### TÂCHE DEMANDÉE 1
Dénombre les lignes des entrées qui contiennent le mot "wire", en tenant compte de la casse, et donne seulement ce nombre.

### EXTRAIT DU TEXTE
-------------------------

Fidèle à la richesse de sa ligne éditoriale, le FAB ouvre à nouveau son "carnet théâtral" à des artistes internationaux venus cette année d'Argentine, de Grèce, d'Espagne, d'Italie, de Belgique, de Suisse… sans oublier Israël et le Liban auxquels un important focus est consacré. Ainsi, les chorégraphes danseuses, Meytal Blanaru et Khouloud Yassine, au style fort différent, ont-elles pu surprendre, voire déconcerter, un public resté partagé face à ces propositions.



"Rain" © Pierre Planchenault.
"Rain" de Meytal Blanaru, danseuse et chorégraphe israélienne établie à Bruxelles, se donne à voir comme un mouvement complexe menant de l'extérieur vers l'intime afin de pouvoir réinvestir un corps - le sien - expurgé des assignations d'un patriarcat désignant le féminin comme objet à sa disposition. Faisant face aux spectateurs la dominant de la hauteur des gradins, yeux croisant fièrement les leurs, pieds campés au sol (dont la blancheur immaculée souligne ses jambes gainées dans un impeccable pantalon noir), la danseuse prend des poses étudiées jouant sensuellement d'une épaule dénudée. Tout en elle renvoie à la grâce quelque peu sophistiquée des mannequins s'affichant sur le papier glacé des magazines de mode.

-------------------------

### DONNÉES DE L'EXERCICE
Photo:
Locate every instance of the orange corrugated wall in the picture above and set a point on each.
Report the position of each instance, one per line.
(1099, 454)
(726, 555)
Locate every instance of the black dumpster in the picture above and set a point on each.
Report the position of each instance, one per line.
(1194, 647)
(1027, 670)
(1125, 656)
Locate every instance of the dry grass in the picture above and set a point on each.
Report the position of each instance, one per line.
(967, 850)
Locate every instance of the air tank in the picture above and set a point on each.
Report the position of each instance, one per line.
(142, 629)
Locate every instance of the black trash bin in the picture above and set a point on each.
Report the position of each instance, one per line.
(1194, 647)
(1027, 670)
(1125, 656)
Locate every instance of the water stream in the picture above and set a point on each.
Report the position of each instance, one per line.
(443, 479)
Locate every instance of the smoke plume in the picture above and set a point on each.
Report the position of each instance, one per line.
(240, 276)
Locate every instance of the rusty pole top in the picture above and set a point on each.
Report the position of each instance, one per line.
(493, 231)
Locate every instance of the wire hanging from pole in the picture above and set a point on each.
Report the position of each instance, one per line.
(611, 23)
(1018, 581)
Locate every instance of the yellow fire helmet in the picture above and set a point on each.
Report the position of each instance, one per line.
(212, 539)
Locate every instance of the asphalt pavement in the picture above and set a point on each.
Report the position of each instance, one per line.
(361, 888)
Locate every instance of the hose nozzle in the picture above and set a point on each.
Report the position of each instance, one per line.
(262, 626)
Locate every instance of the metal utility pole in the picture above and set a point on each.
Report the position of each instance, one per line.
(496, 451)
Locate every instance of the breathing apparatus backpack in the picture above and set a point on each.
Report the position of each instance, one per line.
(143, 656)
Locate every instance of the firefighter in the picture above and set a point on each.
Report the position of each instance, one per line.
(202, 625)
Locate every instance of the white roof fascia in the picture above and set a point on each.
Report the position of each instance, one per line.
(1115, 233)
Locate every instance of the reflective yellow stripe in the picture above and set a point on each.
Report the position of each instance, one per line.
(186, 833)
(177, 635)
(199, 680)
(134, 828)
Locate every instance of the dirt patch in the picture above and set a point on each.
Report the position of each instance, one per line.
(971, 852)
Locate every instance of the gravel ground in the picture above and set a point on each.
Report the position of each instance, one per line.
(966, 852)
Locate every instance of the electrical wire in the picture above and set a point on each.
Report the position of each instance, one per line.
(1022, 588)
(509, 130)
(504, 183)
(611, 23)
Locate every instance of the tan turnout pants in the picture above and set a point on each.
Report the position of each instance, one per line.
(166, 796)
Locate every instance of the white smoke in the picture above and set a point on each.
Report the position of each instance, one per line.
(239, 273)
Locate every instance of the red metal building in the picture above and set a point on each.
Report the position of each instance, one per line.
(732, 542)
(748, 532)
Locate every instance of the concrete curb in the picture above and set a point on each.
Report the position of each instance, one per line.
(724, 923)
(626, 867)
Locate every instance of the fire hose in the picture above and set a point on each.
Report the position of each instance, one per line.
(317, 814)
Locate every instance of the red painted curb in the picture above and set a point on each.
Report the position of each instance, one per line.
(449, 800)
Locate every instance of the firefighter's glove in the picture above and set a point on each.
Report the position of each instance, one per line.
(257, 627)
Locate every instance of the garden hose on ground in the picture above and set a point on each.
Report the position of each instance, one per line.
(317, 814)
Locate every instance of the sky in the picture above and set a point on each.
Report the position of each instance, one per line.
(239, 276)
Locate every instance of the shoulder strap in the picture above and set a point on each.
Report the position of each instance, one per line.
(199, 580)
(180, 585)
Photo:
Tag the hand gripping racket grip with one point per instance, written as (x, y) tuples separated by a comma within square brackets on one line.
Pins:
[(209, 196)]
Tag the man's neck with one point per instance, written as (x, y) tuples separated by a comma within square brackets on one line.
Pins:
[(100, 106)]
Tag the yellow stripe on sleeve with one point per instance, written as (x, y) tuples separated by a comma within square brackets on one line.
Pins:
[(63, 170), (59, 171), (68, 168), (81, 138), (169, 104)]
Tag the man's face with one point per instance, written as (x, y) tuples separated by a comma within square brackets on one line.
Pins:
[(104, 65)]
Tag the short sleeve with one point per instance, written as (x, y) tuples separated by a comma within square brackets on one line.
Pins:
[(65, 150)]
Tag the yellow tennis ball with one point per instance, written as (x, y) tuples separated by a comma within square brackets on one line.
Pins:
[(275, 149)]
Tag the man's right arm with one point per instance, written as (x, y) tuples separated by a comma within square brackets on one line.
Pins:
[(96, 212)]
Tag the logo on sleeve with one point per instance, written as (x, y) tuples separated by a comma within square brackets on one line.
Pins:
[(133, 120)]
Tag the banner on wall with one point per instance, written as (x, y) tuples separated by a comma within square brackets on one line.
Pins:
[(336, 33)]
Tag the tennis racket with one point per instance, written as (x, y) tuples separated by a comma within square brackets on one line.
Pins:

-------------------------

### TÂCHE DEMANDÉE 2
Recopie sans rien changer tout ce qui va de "Fidèle à la" jusqu'à "à ces propositions." dans l'extrait sur le FAB.

### RÉPONSE RÉDIGÉE 1
2

### RÉPONSE RÉDIGÉE 2
Fidèle à la richesse de sa ligne éditoriale, le FAB ouvre à nouveau son "carnet théâtral" à des artistes internationaux venus cette année d'Argentine, de Grèce, d'Espagne, d'Italie, de Belgique, de Suisse… sans oublier Israël et le Liban auxquels un important focus est consacré. Ainsi, les chorégraphes danseuses, Meytal Blanaru et Khouloud Yassine, au style fort différent, ont-elles pu surprendre, voire déconcerter, un public resté partagé face à ces propositions.